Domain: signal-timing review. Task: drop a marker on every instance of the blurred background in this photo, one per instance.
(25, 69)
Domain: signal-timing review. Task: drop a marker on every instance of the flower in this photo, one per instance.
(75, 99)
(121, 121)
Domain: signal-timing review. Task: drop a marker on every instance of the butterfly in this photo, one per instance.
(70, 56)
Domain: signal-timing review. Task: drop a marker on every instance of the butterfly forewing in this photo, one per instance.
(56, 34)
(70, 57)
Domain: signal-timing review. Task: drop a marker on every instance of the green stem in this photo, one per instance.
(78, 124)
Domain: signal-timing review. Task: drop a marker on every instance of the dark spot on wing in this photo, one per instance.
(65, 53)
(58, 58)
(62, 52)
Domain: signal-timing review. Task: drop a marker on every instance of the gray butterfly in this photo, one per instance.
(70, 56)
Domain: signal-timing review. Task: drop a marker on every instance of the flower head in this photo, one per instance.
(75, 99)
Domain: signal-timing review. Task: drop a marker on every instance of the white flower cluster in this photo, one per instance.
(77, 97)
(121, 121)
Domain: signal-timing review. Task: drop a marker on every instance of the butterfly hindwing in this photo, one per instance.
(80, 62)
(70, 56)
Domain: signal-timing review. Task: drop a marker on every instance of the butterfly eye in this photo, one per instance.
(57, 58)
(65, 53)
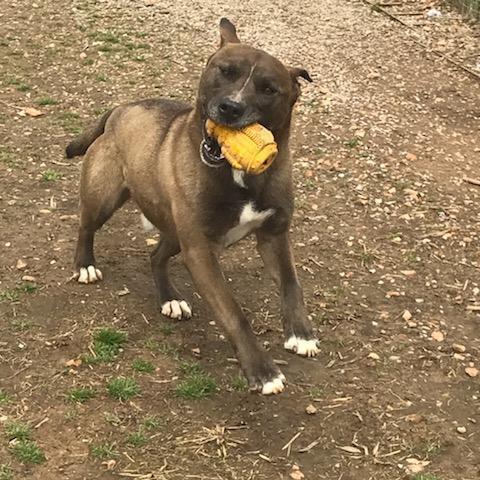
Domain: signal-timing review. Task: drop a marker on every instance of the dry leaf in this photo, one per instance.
(74, 362)
(32, 112)
(456, 347)
(471, 371)
(438, 336)
(296, 473)
(350, 449)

THE REQUEST — Change "drop a marker" to "place a pin" throughout the entries above, keeping everything else the same. Leave the pictures out.

FINISHED ANSWER —
Domain: signal-timing review. Task: place a pin on every instance of the blurred background in this photo, one per instance.
(25, 69)
Domain: signal-timing review. Task: place a pin on every instance of the flower in this photo, one per instance.
(75, 99)
(121, 121)
Domain: signal-timing review. Task: place a pin on every instance of the butterfly in this photo, one per instance.
(70, 56)
Domain: signal-timing review. Task: place a pin on every instance of the butterfly forewing in this photo, one per instance.
(56, 34)
(70, 57)
Domain: signal-timing review. Task: place a pin on every instance of the green stem in this photo, one per instance.
(78, 124)
Domain: signal-timing review. Task: place a pin on every instance of the dark spot on wing in this photo, one per instance.
(65, 53)
(58, 58)
(62, 52)
Domain: signal-timing review. Task: place a pin on every instance of the gray butterfly in this photo, one per instance.
(70, 56)
Domain: signal-timing review. Task: place a pin on every instance of the flower head in this photo, one per instance.
(75, 99)
Domain: signal-timing review. Task: place a pin on every instance of the white flower cluster in this photo, one per instance.
(77, 97)
(121, 121)
Domain: signal-timing review. Task: place a pin on every instance of the butterfly hindwing in this photo, one per instance.
(80, 62)
(70, 56)
Domain: signal-timing review. Task: place a pin on every instance of the butterfly eye in this photo, one per instance.
(57, 58)
(65, 53)
Domain: signal-timing review. Task: place a pin on every instance of the dry leaf in this photo, one per instance.
(74, 362)
(32, 112)
(456, 347)
(471, 371)
(438, 336)
(296, 473)
(350, 449)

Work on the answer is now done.